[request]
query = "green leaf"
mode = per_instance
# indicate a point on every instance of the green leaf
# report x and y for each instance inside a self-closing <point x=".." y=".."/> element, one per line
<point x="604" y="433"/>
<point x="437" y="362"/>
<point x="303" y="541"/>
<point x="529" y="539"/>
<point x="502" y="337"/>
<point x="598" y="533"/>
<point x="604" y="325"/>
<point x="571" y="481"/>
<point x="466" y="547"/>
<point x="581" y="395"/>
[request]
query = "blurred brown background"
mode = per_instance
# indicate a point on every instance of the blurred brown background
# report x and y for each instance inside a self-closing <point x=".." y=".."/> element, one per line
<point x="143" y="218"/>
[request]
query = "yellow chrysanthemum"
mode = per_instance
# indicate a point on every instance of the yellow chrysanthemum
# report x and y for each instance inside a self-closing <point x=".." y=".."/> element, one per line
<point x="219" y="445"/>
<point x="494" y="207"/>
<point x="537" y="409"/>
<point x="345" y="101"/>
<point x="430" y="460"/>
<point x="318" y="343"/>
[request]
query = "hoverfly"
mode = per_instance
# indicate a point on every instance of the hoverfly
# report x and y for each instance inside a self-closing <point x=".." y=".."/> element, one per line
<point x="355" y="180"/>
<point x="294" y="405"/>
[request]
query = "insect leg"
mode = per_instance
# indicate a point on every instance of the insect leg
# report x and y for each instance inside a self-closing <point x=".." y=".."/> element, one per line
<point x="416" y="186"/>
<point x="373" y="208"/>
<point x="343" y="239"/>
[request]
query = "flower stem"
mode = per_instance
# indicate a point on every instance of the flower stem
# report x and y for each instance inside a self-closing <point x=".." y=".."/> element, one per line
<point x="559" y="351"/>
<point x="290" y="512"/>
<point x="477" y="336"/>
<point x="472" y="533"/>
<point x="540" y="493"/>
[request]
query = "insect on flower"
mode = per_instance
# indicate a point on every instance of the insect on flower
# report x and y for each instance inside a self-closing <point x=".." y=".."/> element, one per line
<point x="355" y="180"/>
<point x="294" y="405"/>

========

→ REQUIREMENT
Every line above should be retyped exactly as given.

→ THE ANSWER
[request]
query = "green leaf"
mode = per_instance
# indicate a point on every instance of the green leaf
# report x and y for each instance inside a self-closing <point x=".." y=".."/> element, one per line
<point x="604" y="433"/>
<point x="437" y="362"/>
<point x="303" y="541"/>
<point x="529" y="539"/>
<point x="502" y="337"/>
<point x="598" y="533"/>
<point x="604" y="325"/>
<point x="571" y="481"/>
<point x="466" y="547"/>
<point x="581" y="395"/>
[request]
query = "blurred brown background"
mode = per_instance
# indicate a point on every instance of the blurred brown background
# report x and y for each instance inside a self-closing <point x=".." y=".."/> element, one per line
<point x="143" y="218"/>
[request]
query = "yellow chrysanthemum"
mode = per_instance
# indicate a point on every instance of the yellow chrysanthemum
# report x and y for each instance inside a self-closing <point x=".." y=".."/> element, one per line
<point x="219" y="445"/>
<point x="494" y="207"/>
<point x="537" y="409"/>
<point x="345" y="101"/>
<point x="430" y="460"/>
<point x="318" y="343"/>
[request]
query = "hoverfly"
mode = per_instance
# indicate a point on every instance of the hoverfly
# report x and y for each instance inside a self-closing <point x=".." y=".."/> element, one per line
<point x="355" y="180"/>
<point x="294" y="405"/>
[request]
query = "insect leg"
mode = per_instance
# indicate a point on every instance of the insect leg
# report x and y for each instance inside a self-closing <point x=".." y=".."/> element, one per line
<point x="416" y="186"/>
<point x="373" y="208"/>
<point x="343" y="239"/>
[request]
query = "flower stem"
mode = per_instance
# indicate a point on every instance of the flower stem
# report x and y for each instance inside a self-closing <point x=".." y=".."/> element, one per line
<point x="559" y="351"/>
<point x="290" y="512"/>
<point x="477" y="336"/>
<point x="472" y="533"/>
<point x="540" y="493"/>
[request]
query = "insect on flower"
mode = per_instance
# indicate a point on every instance of the insect on flower
# report x and y for each instance inside a self-closing <point x=".." y=".."/> element, one per line
<point x="355" y="180"/>
<point x="294" y="405"/>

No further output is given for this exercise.